▶ WHAT IS NEEDED:
Transcribe the data in full, keeping each line exactly as it appears.

*** RECORDS FOR THE EXERCISE Section Begins ***

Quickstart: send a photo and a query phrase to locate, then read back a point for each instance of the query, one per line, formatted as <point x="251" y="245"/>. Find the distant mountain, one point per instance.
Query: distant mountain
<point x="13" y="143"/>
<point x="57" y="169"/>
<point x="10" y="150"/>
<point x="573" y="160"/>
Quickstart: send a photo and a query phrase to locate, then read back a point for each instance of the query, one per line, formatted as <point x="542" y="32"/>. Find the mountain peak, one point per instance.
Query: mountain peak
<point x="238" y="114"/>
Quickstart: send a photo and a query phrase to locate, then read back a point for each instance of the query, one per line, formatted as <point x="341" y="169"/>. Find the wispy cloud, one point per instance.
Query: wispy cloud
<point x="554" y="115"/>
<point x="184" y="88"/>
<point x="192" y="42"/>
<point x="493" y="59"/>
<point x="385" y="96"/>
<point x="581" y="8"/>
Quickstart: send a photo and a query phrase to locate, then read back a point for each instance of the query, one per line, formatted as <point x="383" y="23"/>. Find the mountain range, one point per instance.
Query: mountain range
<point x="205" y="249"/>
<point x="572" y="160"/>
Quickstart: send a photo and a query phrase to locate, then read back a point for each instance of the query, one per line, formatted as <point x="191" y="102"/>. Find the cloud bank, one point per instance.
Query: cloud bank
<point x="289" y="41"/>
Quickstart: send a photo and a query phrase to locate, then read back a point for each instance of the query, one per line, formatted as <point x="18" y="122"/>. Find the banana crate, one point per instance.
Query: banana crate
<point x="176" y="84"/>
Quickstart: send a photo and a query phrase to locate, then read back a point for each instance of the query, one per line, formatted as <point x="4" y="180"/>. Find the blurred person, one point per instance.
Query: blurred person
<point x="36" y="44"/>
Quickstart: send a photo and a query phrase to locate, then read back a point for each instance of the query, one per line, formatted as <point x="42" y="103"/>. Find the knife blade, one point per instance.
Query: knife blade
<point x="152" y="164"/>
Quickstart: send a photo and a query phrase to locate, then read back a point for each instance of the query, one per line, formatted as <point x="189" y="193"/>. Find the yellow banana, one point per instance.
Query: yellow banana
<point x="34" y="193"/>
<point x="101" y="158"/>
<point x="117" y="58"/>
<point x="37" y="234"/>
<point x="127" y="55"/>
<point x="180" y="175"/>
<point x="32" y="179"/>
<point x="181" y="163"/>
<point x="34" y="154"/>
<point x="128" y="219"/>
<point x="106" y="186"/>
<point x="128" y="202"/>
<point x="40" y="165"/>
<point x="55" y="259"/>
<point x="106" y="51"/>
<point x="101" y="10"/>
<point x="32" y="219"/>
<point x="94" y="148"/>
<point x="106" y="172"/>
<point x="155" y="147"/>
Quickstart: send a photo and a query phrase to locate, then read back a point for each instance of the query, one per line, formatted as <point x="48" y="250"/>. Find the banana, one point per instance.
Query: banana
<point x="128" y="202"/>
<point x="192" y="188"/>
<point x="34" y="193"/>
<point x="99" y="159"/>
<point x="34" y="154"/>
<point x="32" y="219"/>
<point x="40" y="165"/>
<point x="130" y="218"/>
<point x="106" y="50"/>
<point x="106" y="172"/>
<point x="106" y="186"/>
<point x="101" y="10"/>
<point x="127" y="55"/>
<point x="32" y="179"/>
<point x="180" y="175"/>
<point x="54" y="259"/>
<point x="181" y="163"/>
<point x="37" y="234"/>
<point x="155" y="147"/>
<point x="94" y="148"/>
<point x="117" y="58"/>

*** RECORDS FOR THE EXERCISE Section Ends ***

▶ YOUR RESPONSE:
Quickstart: send a photo and a query phrase to locate, then read back a point for each instance of the query, one per line, formatted as <point x="251" y="245"/>. Find the distant mountain, one point per instance.
Query: distant mountain
<point x="13" y="143"/>
<point x="57" y="169"/>
<point x="10" y="150"/>
<point x="573" y="160"/>
Quickstart: send a photo and a query phrase to locate, then read back a point for each instance of the query, one per line, formatted as <point x="542" y="32"/>. Find the mountain peak, one point per instance.
Query: mountain peak
<point x="238" y="114"/>
Quickstart: send a photo and a query phrase to locate, then read back a point for each instance of the query, one per line, formatted as <point x="341" y="169"/>. Find the wispy cloud, one point per instance.
Query: wispy cloud
<point x="554" y="115"/>
<point x="184" y="88"/>
<point x="192" y="42"/>
<point x="493" y="59"/>
<point x="385" y="96"/>
<point x="581" y="8"/>
Quickstart: send a photo and a query phrase to locate, then read back a point for each instance of the query, one per line, formatted as <point x="383" y="23"/>. Find the mountain range, one point per instance.
Query: mountain range
<point x="205" y="249"/>
<point x="572" y="160"/>
Quickstart: send a photo and a query phrase to locate, then read back a point for each instance of the query, one per line, formatted as <point x="191" y="102"/>. Find the cloud bank, one point per instance.
Query: cloud bank
<point x="289" y="41"/>
Quickstart: send a photo and a query phrase to locate, then read back a point for each instance of the query, one per line, formatted as <point x="18" y="122"/>. Find the banana crate, one point per instance.
Query: banana crate
<point x="176" y="84"/>
Quickstart: send a photo and a query phrase to locate, then read back a point for each instance of the query, one per line, formatted as <point x="4" y="180"/>. Find the blurred person, one point per instance.
Query: blurred person
<point x="36" y="44"/>
Quickstart: send a photo and a query phrase to locate, then read back a point for each instance of the query, one per line, formatted as <point x="42" y="103"/>. Find the knife blade, one point per instance.
Query: knife blade
<point x="152" y="164"/>
Quickstart: send a photo and a query phrase to locate, then read back a point for each instance of the query, one per line, formatted as <point x="189" y="193"/>. Find the yellow banana, one point per instance.
Query: yellow banana
<point x="34" y="193"/>
<point x="101" y="158"/>
<point x="117" y="58"/>
<point x="37" y="234"/>
<point x="127" y="55"/>
<point x="180" y="175"/>
<point x="32" y="179"/>
<point x="181" y="163"/>
<point x="34" y="154"/>
<point x="128" y="219"/>
<point x="106" y="186"/>
<point x="128" y="202"/>
<point x="40" y="165"/>
<point x="55" y="259"/>
<point x="106" y="51"/>
<point x="101" y="10"/>
<point x="32" y="219"/>
<point x="94" y="148"/>
<point x="106" y="172"/>
<point x="155" y="147"/>
Quickstart: send a photo and a query phrase to locate, then read back a point for each instance of the query, one per line, formatted as <point x="48" y="250"/>. Find the banana, one point per instance.
Query: banana
<point x="128" y="202"/>
<point x="192" y="188"/>
<point x="34" y="193"/>
<point x="99" y="159"/>
<point x="34" y="154"/>
<point x="32" y="219"/>
<point x="40" y="165"/>
<point x="130" y="218"/>
<point x="106" y="50"/>
<point x="106" y="172"/>
<point x="106" y="186"/>
<point x="101" y="10"/>
<point x="127" y="55"/>
<point x="32" y="179"/>
<point x="180" y="175"/>
<point x="54" y="259"/>
<point x="181" y="163"/>
<point x="37" y="234"/>
<point x="155" y="147"/>
<point x="94" y="148"/>
<point x="117" y="58"/>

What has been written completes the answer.